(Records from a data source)
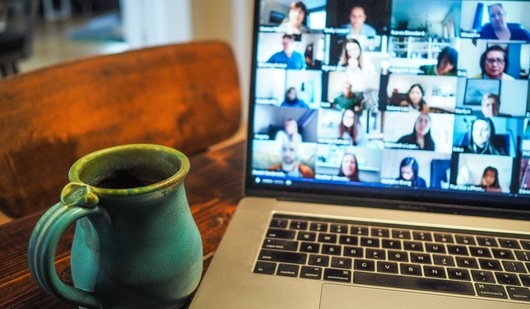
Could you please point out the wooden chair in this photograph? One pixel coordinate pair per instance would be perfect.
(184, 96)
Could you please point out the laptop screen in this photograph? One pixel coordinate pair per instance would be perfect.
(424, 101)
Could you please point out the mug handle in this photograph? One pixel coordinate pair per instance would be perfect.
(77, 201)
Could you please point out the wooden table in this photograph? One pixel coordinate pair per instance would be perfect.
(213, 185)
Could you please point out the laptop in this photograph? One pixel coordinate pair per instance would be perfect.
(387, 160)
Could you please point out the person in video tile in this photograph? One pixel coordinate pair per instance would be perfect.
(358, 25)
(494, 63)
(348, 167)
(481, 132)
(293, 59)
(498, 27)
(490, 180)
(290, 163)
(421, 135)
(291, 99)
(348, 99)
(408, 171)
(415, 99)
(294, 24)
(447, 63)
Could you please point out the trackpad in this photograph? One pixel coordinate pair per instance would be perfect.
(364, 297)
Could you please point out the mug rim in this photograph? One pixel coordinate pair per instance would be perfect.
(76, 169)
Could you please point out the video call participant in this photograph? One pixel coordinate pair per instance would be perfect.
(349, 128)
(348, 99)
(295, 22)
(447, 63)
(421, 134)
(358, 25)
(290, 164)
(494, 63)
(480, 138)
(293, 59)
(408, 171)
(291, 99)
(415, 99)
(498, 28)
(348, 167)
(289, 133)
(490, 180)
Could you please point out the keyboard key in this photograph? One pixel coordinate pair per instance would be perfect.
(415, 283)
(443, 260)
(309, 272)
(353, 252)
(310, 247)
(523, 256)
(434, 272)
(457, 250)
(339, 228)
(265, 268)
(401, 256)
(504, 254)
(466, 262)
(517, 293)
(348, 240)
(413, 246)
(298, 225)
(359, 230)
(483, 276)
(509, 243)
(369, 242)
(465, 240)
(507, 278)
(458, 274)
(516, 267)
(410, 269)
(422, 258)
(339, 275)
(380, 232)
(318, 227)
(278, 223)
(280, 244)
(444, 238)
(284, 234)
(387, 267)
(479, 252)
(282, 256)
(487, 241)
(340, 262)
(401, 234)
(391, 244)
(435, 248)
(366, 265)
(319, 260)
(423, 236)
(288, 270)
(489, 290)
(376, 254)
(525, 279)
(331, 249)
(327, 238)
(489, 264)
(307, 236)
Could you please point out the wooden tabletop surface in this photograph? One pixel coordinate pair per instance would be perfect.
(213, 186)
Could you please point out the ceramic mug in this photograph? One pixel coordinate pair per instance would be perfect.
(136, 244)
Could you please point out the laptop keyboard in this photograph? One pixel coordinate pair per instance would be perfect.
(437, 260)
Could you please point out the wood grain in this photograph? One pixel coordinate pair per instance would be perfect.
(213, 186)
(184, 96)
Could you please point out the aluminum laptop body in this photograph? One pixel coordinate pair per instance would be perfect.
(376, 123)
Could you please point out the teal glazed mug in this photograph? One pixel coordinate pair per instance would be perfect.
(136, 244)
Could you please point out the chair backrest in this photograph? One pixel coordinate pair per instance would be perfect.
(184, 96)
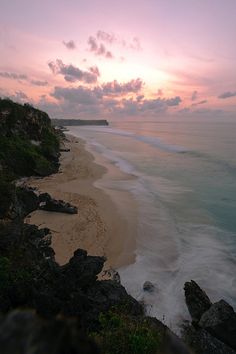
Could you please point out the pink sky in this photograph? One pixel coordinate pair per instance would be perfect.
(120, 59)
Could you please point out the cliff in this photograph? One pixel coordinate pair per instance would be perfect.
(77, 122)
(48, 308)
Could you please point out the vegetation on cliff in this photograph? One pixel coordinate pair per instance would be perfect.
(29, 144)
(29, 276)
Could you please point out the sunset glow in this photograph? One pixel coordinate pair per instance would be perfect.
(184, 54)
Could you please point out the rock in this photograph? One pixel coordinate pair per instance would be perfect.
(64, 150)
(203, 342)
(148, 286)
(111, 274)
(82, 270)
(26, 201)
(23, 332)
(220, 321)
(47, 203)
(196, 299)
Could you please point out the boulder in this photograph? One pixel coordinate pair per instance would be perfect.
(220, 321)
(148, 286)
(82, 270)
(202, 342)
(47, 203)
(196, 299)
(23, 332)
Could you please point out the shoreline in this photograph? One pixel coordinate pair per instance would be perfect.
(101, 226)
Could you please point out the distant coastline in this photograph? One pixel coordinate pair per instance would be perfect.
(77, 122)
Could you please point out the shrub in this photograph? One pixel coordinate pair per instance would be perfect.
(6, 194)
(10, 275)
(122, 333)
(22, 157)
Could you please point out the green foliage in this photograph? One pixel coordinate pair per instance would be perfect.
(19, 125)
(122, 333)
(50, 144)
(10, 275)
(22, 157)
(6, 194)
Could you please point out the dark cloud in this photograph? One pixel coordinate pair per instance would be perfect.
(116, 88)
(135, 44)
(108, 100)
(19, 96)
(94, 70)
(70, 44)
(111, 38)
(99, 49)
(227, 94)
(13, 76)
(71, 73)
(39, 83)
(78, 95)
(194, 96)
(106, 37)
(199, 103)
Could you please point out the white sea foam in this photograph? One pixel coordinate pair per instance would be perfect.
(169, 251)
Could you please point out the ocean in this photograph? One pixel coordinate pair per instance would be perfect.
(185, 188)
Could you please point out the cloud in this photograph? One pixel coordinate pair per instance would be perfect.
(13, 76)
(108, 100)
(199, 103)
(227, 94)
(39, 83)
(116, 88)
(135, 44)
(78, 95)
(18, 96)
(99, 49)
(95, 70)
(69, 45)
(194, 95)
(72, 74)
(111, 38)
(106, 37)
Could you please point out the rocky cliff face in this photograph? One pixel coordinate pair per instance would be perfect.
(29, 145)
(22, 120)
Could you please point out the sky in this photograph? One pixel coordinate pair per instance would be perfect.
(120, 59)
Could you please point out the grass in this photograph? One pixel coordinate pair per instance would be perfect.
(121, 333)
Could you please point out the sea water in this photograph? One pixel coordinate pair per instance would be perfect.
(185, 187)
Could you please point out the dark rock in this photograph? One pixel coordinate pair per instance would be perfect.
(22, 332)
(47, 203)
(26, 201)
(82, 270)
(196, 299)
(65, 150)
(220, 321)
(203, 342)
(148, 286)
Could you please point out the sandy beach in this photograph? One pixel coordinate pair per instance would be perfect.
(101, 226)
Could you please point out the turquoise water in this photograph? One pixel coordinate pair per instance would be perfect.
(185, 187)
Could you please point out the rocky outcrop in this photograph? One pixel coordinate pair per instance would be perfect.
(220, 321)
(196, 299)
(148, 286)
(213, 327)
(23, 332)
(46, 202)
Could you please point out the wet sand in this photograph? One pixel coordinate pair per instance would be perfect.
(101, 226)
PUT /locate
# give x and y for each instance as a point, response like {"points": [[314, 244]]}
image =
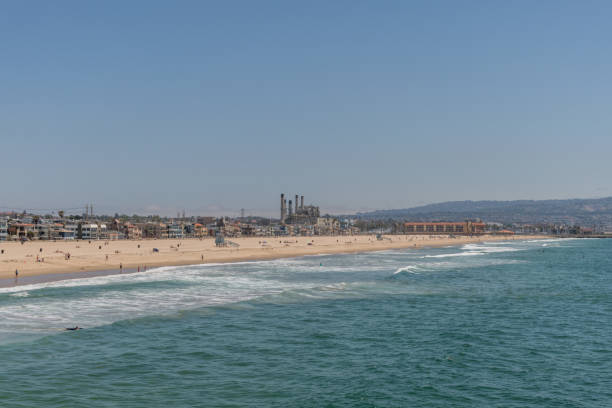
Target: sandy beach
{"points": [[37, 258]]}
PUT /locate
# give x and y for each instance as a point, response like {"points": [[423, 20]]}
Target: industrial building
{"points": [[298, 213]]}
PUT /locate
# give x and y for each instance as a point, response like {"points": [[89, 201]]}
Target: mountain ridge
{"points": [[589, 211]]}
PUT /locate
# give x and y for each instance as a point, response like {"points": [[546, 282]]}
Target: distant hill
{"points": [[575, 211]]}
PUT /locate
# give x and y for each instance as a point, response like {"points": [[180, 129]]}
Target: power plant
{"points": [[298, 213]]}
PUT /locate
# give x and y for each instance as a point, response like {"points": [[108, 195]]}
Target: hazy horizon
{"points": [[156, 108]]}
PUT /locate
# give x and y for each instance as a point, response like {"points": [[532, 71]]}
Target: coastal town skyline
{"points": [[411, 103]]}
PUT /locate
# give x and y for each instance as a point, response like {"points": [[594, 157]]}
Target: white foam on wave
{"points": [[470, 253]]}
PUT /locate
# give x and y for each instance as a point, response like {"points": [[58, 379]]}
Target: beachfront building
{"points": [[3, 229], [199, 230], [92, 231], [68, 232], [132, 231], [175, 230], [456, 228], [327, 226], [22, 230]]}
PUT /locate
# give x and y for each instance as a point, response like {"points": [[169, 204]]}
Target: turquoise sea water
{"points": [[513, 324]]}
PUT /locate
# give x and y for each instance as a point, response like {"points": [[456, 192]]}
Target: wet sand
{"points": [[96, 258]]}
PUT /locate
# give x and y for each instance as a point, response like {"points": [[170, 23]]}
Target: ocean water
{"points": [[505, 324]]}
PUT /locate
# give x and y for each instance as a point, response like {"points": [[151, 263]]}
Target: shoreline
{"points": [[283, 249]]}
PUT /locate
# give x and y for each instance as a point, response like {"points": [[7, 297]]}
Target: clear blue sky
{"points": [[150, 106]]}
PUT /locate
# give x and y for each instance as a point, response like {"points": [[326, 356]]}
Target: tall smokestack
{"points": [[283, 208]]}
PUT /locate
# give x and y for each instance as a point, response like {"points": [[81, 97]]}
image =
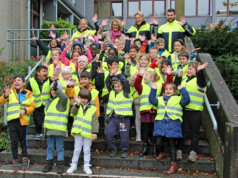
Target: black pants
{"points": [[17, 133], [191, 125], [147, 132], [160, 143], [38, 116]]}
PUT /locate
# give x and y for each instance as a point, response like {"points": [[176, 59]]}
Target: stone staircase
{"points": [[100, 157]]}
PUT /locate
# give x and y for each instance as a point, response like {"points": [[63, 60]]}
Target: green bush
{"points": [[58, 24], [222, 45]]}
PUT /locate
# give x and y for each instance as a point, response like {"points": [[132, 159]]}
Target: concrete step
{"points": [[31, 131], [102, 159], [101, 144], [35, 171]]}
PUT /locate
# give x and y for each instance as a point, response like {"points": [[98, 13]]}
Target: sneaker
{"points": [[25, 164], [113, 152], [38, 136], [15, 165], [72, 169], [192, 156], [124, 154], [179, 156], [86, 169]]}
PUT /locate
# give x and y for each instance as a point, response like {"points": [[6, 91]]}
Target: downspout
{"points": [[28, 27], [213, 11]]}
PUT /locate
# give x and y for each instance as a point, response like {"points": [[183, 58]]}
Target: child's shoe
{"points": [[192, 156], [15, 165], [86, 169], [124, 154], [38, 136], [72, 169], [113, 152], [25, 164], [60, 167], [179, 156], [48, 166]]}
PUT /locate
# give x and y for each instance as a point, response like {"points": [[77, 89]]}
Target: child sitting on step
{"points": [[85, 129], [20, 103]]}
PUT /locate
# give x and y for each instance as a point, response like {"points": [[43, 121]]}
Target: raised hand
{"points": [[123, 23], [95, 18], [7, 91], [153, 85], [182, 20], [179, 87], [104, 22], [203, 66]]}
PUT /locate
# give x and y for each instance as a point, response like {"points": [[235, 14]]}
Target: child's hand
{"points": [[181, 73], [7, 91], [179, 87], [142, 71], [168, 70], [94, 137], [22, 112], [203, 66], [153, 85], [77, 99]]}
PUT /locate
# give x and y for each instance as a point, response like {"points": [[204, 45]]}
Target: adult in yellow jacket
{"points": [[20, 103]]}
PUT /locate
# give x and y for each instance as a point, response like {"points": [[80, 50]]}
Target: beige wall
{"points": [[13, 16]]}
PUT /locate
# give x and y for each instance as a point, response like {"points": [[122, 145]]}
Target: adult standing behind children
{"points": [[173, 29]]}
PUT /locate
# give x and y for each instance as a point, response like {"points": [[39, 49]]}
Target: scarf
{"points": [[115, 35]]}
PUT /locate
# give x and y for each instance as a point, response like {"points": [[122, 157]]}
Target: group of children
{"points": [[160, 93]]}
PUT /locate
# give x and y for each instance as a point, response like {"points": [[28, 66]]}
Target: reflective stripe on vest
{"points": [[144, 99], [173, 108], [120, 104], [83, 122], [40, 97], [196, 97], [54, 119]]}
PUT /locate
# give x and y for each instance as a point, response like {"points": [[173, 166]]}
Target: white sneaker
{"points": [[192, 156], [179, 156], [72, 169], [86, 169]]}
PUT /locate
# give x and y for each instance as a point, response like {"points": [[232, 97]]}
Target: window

→ Goal of the exercise
The lines from the one containing "Target: reflective stripe on vest" through the final line of the entries above are to be printed exactly, with nothing added.

→ Result of this exercise
Target: reflective stripe on vest
{"points": [[144, 99], [173, 108], [120, 104], [83, 122], [40, 97], [196, 97], [54, 119]]}
PUT /locate
# give x and y for each instance as a point, response like {"points": [[173, 166]]}
Target: white sneaker
{"points": [[192, 156], [179, 156], [72, 169], [86, 169]]}
PUT /locate
# give x and y for each instance as a point, response like {"points": [[232, 97]]}
Target: window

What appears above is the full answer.